• Source material:
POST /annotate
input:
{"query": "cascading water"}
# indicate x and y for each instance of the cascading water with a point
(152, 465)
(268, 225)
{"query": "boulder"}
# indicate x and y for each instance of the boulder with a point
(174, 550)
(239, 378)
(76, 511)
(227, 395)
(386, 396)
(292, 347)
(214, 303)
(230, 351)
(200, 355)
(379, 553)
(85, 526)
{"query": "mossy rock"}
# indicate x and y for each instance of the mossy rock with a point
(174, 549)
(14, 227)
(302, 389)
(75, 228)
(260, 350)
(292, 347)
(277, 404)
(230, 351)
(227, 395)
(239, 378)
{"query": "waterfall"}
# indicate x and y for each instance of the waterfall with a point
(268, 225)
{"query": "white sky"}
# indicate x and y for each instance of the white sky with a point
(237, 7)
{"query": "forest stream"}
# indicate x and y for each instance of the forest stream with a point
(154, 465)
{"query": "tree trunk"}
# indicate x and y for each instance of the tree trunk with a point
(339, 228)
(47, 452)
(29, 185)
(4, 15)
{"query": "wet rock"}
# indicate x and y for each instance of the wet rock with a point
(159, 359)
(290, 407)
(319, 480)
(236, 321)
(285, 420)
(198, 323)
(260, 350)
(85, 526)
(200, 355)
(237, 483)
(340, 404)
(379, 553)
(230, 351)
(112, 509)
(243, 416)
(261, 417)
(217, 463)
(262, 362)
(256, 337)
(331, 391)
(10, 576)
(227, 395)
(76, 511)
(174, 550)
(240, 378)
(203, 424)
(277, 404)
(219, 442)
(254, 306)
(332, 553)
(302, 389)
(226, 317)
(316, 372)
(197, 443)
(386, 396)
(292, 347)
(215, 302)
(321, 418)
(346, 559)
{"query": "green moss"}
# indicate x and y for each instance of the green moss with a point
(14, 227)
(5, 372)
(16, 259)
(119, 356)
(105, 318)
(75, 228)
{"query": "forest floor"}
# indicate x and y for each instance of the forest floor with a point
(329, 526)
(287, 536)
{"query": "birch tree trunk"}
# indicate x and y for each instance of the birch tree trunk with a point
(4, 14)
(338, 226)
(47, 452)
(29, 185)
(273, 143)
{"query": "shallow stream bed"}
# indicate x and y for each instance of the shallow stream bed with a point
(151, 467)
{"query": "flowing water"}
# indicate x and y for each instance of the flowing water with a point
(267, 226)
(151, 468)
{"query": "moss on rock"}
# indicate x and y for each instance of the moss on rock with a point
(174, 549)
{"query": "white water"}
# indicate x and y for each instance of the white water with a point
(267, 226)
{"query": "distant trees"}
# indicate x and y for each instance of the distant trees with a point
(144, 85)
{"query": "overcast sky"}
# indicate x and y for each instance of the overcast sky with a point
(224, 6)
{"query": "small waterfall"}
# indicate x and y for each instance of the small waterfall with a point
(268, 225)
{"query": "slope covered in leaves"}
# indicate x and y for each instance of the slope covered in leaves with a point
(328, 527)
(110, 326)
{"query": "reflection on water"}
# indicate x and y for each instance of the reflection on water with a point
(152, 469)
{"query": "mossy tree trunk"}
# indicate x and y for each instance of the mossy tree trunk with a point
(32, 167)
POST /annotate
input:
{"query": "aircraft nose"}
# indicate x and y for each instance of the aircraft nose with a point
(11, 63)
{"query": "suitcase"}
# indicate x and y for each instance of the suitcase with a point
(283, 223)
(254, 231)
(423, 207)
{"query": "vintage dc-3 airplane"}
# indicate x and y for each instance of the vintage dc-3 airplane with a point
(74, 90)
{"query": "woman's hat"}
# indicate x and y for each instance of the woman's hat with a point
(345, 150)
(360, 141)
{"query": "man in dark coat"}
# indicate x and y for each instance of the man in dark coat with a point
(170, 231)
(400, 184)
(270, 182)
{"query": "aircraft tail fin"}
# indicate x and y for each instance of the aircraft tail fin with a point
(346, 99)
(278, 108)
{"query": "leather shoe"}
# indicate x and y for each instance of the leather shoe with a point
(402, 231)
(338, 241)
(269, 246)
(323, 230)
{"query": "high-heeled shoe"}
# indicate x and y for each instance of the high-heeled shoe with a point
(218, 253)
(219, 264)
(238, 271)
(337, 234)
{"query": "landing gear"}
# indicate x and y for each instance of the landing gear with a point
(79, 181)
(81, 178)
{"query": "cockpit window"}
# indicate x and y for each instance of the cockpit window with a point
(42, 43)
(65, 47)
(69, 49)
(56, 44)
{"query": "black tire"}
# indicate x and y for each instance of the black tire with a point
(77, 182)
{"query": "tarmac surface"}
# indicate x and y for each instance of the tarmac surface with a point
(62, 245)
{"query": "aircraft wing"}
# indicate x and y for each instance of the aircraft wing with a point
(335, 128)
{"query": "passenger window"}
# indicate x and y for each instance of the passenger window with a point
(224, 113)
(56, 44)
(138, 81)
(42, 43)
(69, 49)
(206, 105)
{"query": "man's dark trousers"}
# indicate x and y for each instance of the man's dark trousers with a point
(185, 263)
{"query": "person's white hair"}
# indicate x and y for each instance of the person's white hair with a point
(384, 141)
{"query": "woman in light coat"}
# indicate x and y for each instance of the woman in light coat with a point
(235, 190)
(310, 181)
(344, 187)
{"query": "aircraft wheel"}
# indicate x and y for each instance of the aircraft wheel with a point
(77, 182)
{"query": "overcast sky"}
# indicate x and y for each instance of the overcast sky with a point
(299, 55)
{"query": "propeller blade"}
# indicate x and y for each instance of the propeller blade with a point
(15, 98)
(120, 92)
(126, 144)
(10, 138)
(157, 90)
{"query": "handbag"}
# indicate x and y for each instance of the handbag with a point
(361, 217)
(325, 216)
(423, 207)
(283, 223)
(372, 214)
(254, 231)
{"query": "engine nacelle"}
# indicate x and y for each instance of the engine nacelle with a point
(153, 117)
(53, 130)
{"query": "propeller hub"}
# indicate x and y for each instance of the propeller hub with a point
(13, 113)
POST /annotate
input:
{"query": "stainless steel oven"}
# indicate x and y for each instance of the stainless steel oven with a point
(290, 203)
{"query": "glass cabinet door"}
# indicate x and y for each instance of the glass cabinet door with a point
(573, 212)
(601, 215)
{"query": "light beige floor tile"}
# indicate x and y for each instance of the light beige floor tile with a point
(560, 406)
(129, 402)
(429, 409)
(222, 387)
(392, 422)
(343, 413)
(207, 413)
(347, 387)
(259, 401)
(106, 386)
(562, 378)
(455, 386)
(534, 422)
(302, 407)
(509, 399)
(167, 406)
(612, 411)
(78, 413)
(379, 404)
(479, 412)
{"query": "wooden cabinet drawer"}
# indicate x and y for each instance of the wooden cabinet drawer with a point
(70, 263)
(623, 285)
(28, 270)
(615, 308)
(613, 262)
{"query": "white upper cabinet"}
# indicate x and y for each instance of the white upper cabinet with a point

• Stated goal: Quote the listing in full, please, keeping every line exact.

• Finished task:
POST /annotate
input:
{"query": "cascading water"}
# indicate x and y for each instance of the cascading water with a point
(152, 465)
(268, 225)
{"query": "boulder"}
# indicate x and y for each instance of the boulder with a point
(174, 550)
(239, 378)
(76, 511)
(227, 395)
(386, 396)
(292, 347)
(214, 303)
(230, 351)
(200, 355)
(379, 553)
(85, 526)
{"query": "mossy rock"}
# indicate x and y for each instance of the mossy rock with a point
(174, 549)
(14, 227)
(302, 389)
(75, 228)
(260, 350)
(292, 347)
(277, 404)
(230, 351)
(227, 395)
(239, 378)
{"query": "waterfall"}
# indicate x and y for each instance of the waterfall with a point
(268, 225)
{"query": "white sky"}
# indicate x and y for each instance of the white sky with a point
(237, 7)
{"query": "forest stream"}
# indicate x and y for each instance of the forest stream with a point
(154, 465)
{"query": "tree trunk"}
# indicate x and y for each instance of the tree trunk with a point
(339, 228)
(47, 452)
(29, 185)
(4, 15)
{"query": "wet rock"}
# indicate x and y for each instance of the wet rock with a point
(159, 359)
(290, 407)
(319, 480)
(236, 321)
(285, 420)
(198, 323)
(260, 350)
(85, 526)
(200, 355)
(237, 483)
(340, 404)
(379, 553)
(230, 351)
(112, 509)
(243, 416)
(261, 417)
(217, 463)
(262, 362)
(256, 337)
(331, 391)
(10, 576)
(227, 395)
(76, 511)
(174, 550)
(240, 378)
(203, 424)
(277, 404)
(219, 442)
(254, 306)
(332, 553)
(302, 389)
(226, 317)
(316, 372)
(197, 443)
(386, 396)
(292, 347)
(215, 302)
(321, 418)
(346, 559)
{"query": "green moss"}
# indicate x and y for each instance of the green moss with a point
(14, 227)
(5, 372)
(16, 259)
(119, 356)
(105, 318)
(75, 228)
{"query": "forest floor"}
# indicate x and y for each instance of the forest floor with a point
(329, 526)
(287, 536)
{"query": "birch tree trunk"}
# indicate x and y for each instance of the birch tree trunk with a point
(4, 14)
(338, 226)
(47, 452)
(29, 185)
(273, 143)
{"query": "shallow stream bed"}
# indicate x and y for each instance of the shallow stream bed with a point
(151, 467)
{"query": "flowing water"}
# indicate x and y for each instance of the flowing water with a point
(267, 226)
(151, 468)
{"query": "moss on rock"}
# indicate x and y for each instance of the moss on rock with a point
(174, 549)
{"query": "white water"}
# indicate x and y for each instance of the white water with a point
(267, 226)
{"query": "distant trees"}
# indicate x and y for each instance of the distant trees with a point
(144, 85)
{"query": "overcast sky"}
# indicate x and y for each instance of the overcast sky with a point
(224, 6)
{"query": "small waterfall"}
# indicate x and y for each instance of the small waterfall with a point
(268, 225)
{"query": "slope covered in leaves"}
# indicate x and y for each instance of the slope covered in leaves with a point
(328, 527)
(110, 326)
{"query": "reflection on water"}
# indicate x and y for each instance of the reflection on water with a point
(152, 469)
{"query": "mossy tree trunk"}
# indicate x and y for each instance of the mossy tree trunk with a point
(32, 167)
POST /annotate
input:
{"query": "aircraft nose"}
# indicate x and y for each instance of the aircraft nose with a point
(11, 63)
{"query": "suitcase"}
# indicate x and y for each instance of the suitcase with a point
(283, 223)
(254, 231)
(423, 207)
{"query": "vintage dc-3 airplane"}
# indicate x and y for each instance of the vintage dc-3 airplane with a point
(74, 90)
{"query": "woman's hat"}
# indicate x and y for each instance of the woman's hat with a point
(345, 150)
(360, 141)
{"query": "man in dark coat"}
# indicate x and y for each instance of the man in dark coat with a point
(170, 231)
(400, 184)
(270, 182)
{"query": "aircraft tail fin"}
# indicate x and y for each instance of the aircraft tail fin with a point
(346, 99)
(278, 108)
{"query": "leather shoe"}
# indicate x and y for each instance of the leather shoe with a point
(402, 231)
(338, 241)
(269, 246)
(323, 230)
{"query": "high-heeled shoe"}
# indicate x and y for each instance of the high-heeled shoe with a point
(218, 253)
(219, 264)
(238, 271)
(337, 234)
{"query": "landing gear"}
# indicate x and y for each instance of the landing gear with a point
(79, 181)
(81, 178)
{"query": "cockpit window"}
# indicate x and y for each instance of the cockpit window with a point
(42, 43)
(65, 47)
(69, 49)
(56, 44)
{"query": "black tire"}
# indicate x and y for each instance of the black tire with a point
(77, 182)
{"query": "tarmac surface"}
# indicate x and y for each instance of the tarmac surface with a point
(62, 245)
{"query": "aircraft wing"}
# indicate x and y for each instance of the aircraft wing with a point
(335, 128)
{"query": "passenger window"}
# indicate x and y for each instance of the passenger window with a point
(224, 113)
(56, 44)
(138, 81)
(42, 43)
(69, 49)
(206, 105)
{"query": "man's dark trousers"}
# indicate x and y for each instance of the man's dark trousers with a point
(185, 263)
{"query": "person's white hair"}
# indicate x and y for each instance of the person's white hair with a point
(384, 141)
{"query": "woman in light coat"}
# indicate x and y for each instance of the woman in light coat with a point
(235, 190)
(310, 181)
(344, 187)
{"query": "aircraft wheel"}
# indicate x and y for each instance of the aircraft wheel with a point
(77, 182)
{"query": "overcast sky"}
# indicate x and y for each instance of the overcast sky with a point
(299, 55)
{"query": "propeller blade"}
# indicate x and y for each instance of the propeller blade with a point
(15, 98)
(120, 92)
(126, 144)
(10, 138)
(157, 90)
{"query": "handbag"}
# indicate x and y for each instance of the handbag with a point
(361, 217)
(325, 216)
(423, 207)
(283, 223)
(372, 214)
(254, 231)
{"query": "engine nacelle"}
# indicate x and y for each instance of the engine nacelle with a point
(153, 117)
(53, 130)
{"query": "propeller hub"}
# indicate x and y for each instance of the propeller hub with a point
(13, 113)
POST /annotate
input:
{"query": "stainless steel oven"}
# indicate x and y for each instance of the stainless steel oven with a point
(290, 203)
{"query": "glass cabinet door"}
# indicate x and y for each instance of the glass cabinet door with a point
(573, 212)
(601, 215)
{"query": "light beige floor tile"}
# indicate x and y for each instance of the light beige floor tile with a point
(560, 406)
(129, 402)
(429, 409)
(222, 387)
(392, 422)
(343, 413)
(207, 413)
(347, 387)
(259, 401)
(106, 386)
(562, 378)
(455, 386)
(534, 422)
(302, 407)
(509, 399)
(167, 406)
(612, 411)
(78, 413)
(379, 404)
(479, 412)
{"query": "wooden cabinet drawer"}
# indicate x and y for each instance of the wooden cabinet drawer with a point
(70, 263)
(623, 285)
(28, 270)
(615, 308)
(613, 262)
{"query": "white upper cabinet"}
# indicate x and y for each instance of the white upper cabinet with a point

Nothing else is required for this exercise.